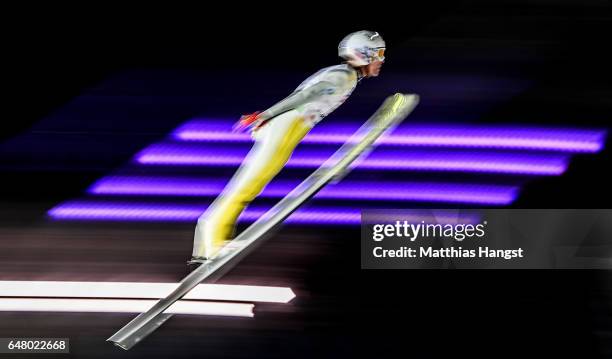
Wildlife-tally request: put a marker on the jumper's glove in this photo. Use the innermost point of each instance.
(252, 121)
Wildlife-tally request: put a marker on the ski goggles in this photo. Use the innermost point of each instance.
(378, 54)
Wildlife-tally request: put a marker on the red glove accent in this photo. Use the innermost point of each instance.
(246, 121)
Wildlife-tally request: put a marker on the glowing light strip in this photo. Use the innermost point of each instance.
(224, 292)
(447, 135)
(122, 306)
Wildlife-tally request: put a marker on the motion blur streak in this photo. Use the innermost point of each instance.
(224, 292)
(122, 306)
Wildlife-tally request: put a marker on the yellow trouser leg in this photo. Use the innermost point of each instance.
(274, 145)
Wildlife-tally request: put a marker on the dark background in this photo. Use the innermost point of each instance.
(557, 50)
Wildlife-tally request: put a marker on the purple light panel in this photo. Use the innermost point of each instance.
(451, 135)
(405, 160)
(125, 211)
(346, 190)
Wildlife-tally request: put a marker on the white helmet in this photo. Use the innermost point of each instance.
(362, 47)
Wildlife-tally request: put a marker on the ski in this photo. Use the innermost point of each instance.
(392, 112)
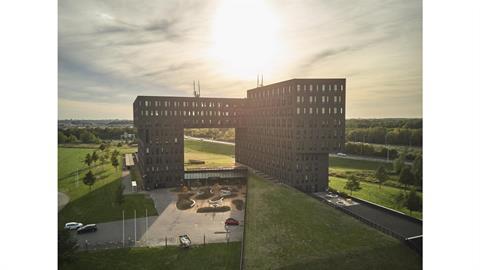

* Requirement *
Lay out the entries above as a JSON list of strings, one string per line, with blank lines omitted and the pictures left out.

* Answer to the exercise *
[
  "Wildlife-tally request: put a marker on the jumper's glove in this photo. Use the innermost point of each instance.",
  "(252, 121)",
  "Wildlife-tally request: put a marker on the ski goggles in this photo. Use the innermost point of each instance.",
  "(378, 54)",
  "Wildlife-tally request: put a marker on the red glove accent in this photo. Use the innermost point of each instance.",
  "(246, 121)",
  "Wildlife-tally request: put a marker on the glowing light strip in this photo. Use the innermost point of each instance.",
  "(224, 292)",
  "(447, 135)",
  "(122, 306)",
  "Wildlife-tally request: put a marker on the motion blur streak in this photo. Use the innermost point of each instance.",
  "(224, 292)",
  "(122, 306)",
  "Wildlife-tally request: put a marker on the yellow trouser leg in this photo. Use the innermost point of each instance.",
  "(274, 145)",
  "Wildlife-tally request: put a marker on the dark background in this photo. Use the innermost point of each instance.",
  "(557, 50)",
  "Wildlife-tally request: put a marker on the purple light panel in this photo. Use the innermost point of each instance.",
  "(451, 135)",
  "(405, 160)",
  "(125, 211)",
  "(346, 190)",
  "Wildlife-tally request: put a marker on the white helmet in this photo. Use the innermost point of each instance.",
  "(362, 47)",
  "Wildlife-tally request: put a marker on the ski in this photo. Use the innermost point of each instance.",
  "(392, 112)"
]